| WHAT NEEDS TO BE DONE |
Each entry is to be output as written, so that none is missing.

Point localization data
• • • • •
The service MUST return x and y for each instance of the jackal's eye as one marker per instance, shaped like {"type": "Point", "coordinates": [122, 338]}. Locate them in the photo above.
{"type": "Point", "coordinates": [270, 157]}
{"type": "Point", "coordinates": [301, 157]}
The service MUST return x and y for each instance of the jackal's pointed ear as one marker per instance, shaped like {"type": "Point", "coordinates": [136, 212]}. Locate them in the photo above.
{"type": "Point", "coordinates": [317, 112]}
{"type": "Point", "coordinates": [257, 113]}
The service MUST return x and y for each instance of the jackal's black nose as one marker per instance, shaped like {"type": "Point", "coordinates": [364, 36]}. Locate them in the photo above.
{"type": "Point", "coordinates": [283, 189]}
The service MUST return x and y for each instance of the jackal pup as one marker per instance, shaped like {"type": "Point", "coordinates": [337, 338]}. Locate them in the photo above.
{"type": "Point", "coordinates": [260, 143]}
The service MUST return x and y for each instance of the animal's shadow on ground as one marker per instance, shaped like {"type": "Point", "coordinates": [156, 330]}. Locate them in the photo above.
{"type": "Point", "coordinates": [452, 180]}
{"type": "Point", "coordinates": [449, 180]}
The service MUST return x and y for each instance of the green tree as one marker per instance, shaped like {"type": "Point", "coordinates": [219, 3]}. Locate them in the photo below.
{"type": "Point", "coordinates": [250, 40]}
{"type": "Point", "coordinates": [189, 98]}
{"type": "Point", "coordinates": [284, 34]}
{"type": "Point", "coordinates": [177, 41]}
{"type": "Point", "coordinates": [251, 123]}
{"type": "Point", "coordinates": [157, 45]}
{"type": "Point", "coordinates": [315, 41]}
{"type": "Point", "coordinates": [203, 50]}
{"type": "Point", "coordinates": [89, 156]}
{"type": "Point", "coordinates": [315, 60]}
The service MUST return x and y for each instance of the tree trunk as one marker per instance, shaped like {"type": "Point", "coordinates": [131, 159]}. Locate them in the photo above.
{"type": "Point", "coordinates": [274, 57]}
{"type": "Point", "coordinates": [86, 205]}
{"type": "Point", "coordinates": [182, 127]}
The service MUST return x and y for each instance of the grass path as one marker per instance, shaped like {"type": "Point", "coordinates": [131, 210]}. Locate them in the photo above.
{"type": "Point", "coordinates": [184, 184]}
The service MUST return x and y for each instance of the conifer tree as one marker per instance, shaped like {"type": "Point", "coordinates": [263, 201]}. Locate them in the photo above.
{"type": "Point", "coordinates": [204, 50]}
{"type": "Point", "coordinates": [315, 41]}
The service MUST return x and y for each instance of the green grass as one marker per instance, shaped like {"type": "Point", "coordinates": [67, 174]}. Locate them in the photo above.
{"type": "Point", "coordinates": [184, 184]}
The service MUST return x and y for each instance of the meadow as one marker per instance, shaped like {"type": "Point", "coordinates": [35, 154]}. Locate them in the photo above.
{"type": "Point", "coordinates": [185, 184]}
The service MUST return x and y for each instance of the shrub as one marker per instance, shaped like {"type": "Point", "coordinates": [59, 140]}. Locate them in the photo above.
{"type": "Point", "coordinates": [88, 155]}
• • • • •
| ANSWER TO THIS EXERCISE |
The service MUST return x and y for each instance of the jackal's eye as one marker per instance, shaped like {"type": "Point", "coordinates": [122, 338]}. Locate them in the photo above.
{"type": "Point", "coordinates": [270, 157]}
{"type": "Point", "coordinates": [301, 157]}
The service MUST return x and y for each instance of the jackal's pointed ear as one marker per instance, shaped like {"type": "Point", "coordinates": [136, 212]}. Locate them in the photo above.
{"type": "Point", "coordinates": [317, 112]}
{"type": "Point", "coordinates": [257, 113]}
The service MUST return x and y for each instance of the jackal's black nose as one marker per instance, shaped like {"type": "Point", "coordinates": [364, 36]}. Locate them in the photo above.
{"type": "Point", "coordinates": [283, 189]}
The service MUST return x and y for each instance of the jackal pup as one marker per instance, shaped like {"type": "Point", "coordinates": [337, 338]}. Locate them in the photo above.
{"type": "Point", "coordinates": [260, 143]}
The service MUST return x and y for each instance of the animal's shadow on ground as one marker per instance, shaped like {"type": "Point", "coordinates": [156, 330]}. Locate them in the photo above.
{"type": "Point", "coordinates": [452, 180]}
{"type": "Point", "coordinates": [449, 180]}
The service MUST return x and y for each instance of the green tree as one marker per instance, shaped like {"type": "Point", "coordinates": [219, 3]}. Locate them in the photo below.
{"type": "Point", "coordinates": [250, 40]}
{"type": "Point", "coordinates": [189, 98]}
{"type": "Point", "coordinates": [284, 34]}
{"type": "Point", "coordinates": [177, 41]}
{"type": "Point", "coordinates": [251, 123]}
{"type": "Point", "coordinates": [157, 45]}
{"type": "Point", "coordinates": [315, 41]}
{"type": "Point", "coordinates": [203, 50]}
{"type": "Point", "coordinates": [89, 156]}
{"type": "Point", "coordinates": [315, 60]}
The service MUST return x and y for each instance of the tree trunk as one marker per instance, shaped like {"type": "Point", "coordinates": [131, 159]}. Locate them in the photo above.
{"type": "Point", "coordinates": [274, 57]}
{"type": "Point", "coordinates": [86, 205]}
{"type": "Point", "coordinates": [182, 127]}
The service MUST return x and y for each instance of the grass path as one marker per instance, shaped like {"type": "Point", "coordinates": [131, 210]}. Locate them in the photo above.
{"type": "Point", "coordinates": [184, 184]}
The service MUST return x and y for each instance of the conifer tree as one marker per instance, shaped like {"type": "Point", "coordinates": [263, 201]}. Locate them in the photo above.
{"type": "Point", "coordinates": [204, 50]}
{"type": "Point", "coordinates": [315, 41]}
The service MUST return x and y for each instance of the green grass as one marker per instance, shaped like {"type": "Point", "coordinates": [67, 174]}. Locate them in the photo above.
{"type": "Point", "coordinates": [184, 184]}
The service MUST return x and y for each instance of the meadow as one marker per instance, shaped like {"type": "Point", "coordinates": [35, 154]}. Locate them in the photo above.
{"type": "Point", "coordinates": [185, 184]}
The service MUST return x and y for each instance of the shrub as one marker per instance, shaped like {"type": "Point", "coordinates": [59, 140]}. Locate them in the photo above.
{"type": "Point", "coordinates": [88, 155]}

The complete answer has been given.